### Goals
**a.** In the workshop passage, what period does the pilot program run?
**b.** Copy the workshop passage word for word from "What made this" to "promotion and subsidization.".

### Quoted passage
----------------
What made this workshop different from other gatherings of academics and stakeholders was the commitment to include representatives from the affected communities. One Korogocho resident, despite an unfortunate case of laryngitis, provided a much-needed grounding of the high-level discussions into the realities facing most slum residents.

At the conclusion of the workshop, which also included an in-depth look at how to actually go about the business of a participatory approach to systems thinking, two commitments were made for future discussions with policy-makers:

  • Increased uptake of cleaner technologies for cooking and lighting, and shifting away from ‘dirty’ fuels such as kerosene. More evidence is, however, needed as to why slum residents are resisting the shift to these cleaner, greener fuels and cookstoves despite their widespread promotion and subsidization.
  • Commitments to addressing outdoor pollution.  Given the dynamic flow of air particles between indoor and outdoor settings, attempts to improve indoor air quality also need to consider the external environment. It was noted that residents of informal settlements such as Viwandani, who work in low-paying, industrial jobs, face the threat of triple exposure as they are exposed to pollutants at home, on their commute and at their workplace.

The HINIS workshop is part of a pilot program that runs from August 2016 to March 2017 that is investigating how participatory models can be used to understand complex urban systems, addressing their challenges and developing solutions. If successful, this model could be useful in generating effective solutions to the complex challenges faced by fast-growing cities across the global south.
----------------
### Data listing
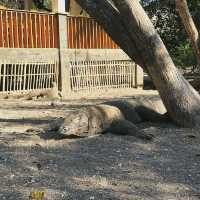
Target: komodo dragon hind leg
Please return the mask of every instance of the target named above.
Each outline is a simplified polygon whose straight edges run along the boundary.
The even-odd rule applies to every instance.
[[[147,134],[142,130],[139,130],[132,122],[128,120],[117,120],[114,121],[111,126],[106,130],[106,132],[111,132],[118,135],[131,135],[136,138],[143,140],[152,140],[154,135]]]

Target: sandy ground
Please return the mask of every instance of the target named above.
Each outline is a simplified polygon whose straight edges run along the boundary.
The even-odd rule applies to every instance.
[[[98,100],[102,101],[102,100]],[[105,134],[54,139],[33,130],[97,101],[0,100],[0,200],[200,199],[200,135],[140,124],[152,142]]]

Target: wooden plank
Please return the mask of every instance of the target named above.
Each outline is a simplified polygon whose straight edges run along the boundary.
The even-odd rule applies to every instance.
[[[3,17],[2,17],[2,13],[3,11],[0,10],[0,47],[3,47]]]

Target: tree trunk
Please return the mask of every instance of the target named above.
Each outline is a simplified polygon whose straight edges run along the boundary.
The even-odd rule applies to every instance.
[[[147,69],[174,122],[198,126],[200,96],[176,69],[137,0],[76,0],[128,55]],[[114,2],[114,4],[113,4]],[[126,40],[124,39],[126,38]],[[130,41],[124,45],[124,41]]]
[[[192,48],[195,52],[198,71],[200,71],[200,48],[199,48],[199,32],[190,14],[186,0],[176,0],[176,9],[181,17],[185,30],[190,38]]]

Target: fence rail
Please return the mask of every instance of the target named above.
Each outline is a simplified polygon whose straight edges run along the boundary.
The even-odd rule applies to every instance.
[[[66,23],[68,48],[118,48],[92,18],[67,16]],[[0,9],[2,48],[59,48],[58,28],[58,15],[55,13]]]
[[[0,47],[58,48],[55,14],[0,10]]]
[[[71,89],[80,91],[137,87],[136,67],[132,61],[71,62]]]
[[[117,49],[117,44],[98,25],[87,17],[67,17],[68,48]]]
[[[0,93],[46,90],[58,83],[58,62],[1,61]]]

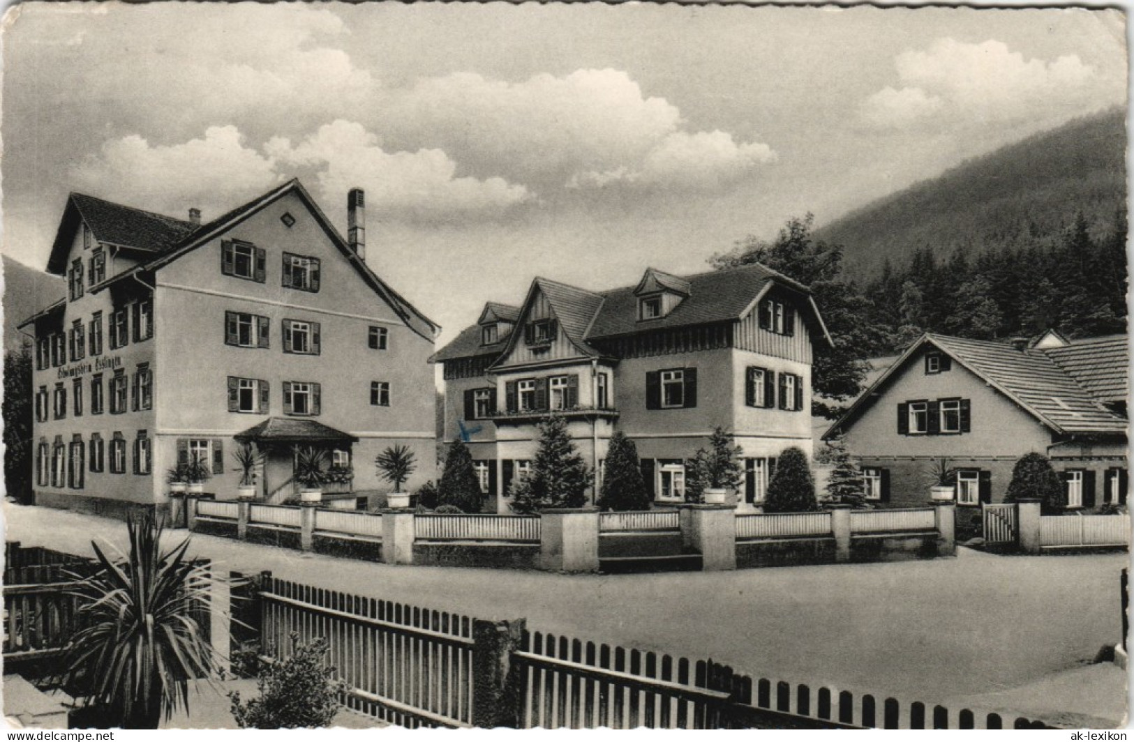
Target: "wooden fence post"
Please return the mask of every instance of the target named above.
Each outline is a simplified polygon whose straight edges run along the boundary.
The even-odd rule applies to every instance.
[[[525,620],[473,621],[473,726],[519,728],[523,697],[511,654],[524,642]]]
[[[272,573],[269,571],[259,574],[229,572],[228,636],[230,658],[237,657],[237,653],[254,643],[261,645],[261,654],[264,654],[264,615],[260,594],[269,587],[271,578]]]

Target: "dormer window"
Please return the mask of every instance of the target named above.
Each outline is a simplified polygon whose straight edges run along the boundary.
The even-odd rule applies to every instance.
[[[646,297],[638,300],[638,318],[657,319],[661,316],[661,297]]]

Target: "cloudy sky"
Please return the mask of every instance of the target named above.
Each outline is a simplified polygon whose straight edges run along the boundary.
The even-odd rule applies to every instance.
[[[505,5],[15,9],[3,250],[41,267],[69,190],[215,216],[299,177],[445,326],[534,275],[704,270],[1124,104],[1114,10]]]

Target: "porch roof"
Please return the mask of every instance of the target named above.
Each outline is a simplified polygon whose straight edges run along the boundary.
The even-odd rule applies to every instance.
[[[337,430],[329,425],[290,417],[270,417],[243,433],[237,441],[263,441],[265,443],[356,443],[358,438]]]

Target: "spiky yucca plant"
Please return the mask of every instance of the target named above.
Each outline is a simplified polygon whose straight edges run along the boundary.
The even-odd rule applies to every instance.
----------------
### Exercise solutions
**a.** From August 2016 to March 2017.

**b.**
What made this workshop different from other gatherings of academics and stakeholders was the commitment to include representatives from the affected communities. One Korogocho resident, despite an unfortunate case of laryngitis, provided a much-needed grounding of the high-level discussions into the realities facing most slum residents.

At the conclusion of the workshop, which also included an in-depth look at how to actually go about the business of a participatory approach to systems thinking, two commitments were made for future discussions with policy-makers:

  • Increased uptake of cleaner technologies for cooking and lighting, and shifting away from ‘dirty’ fuels such as kerosene. More evidence is, however, needed as to why slum residents are resisting the shift to these cleaner, greener fuels and cookstoves despite their widespread promotion and subsidization.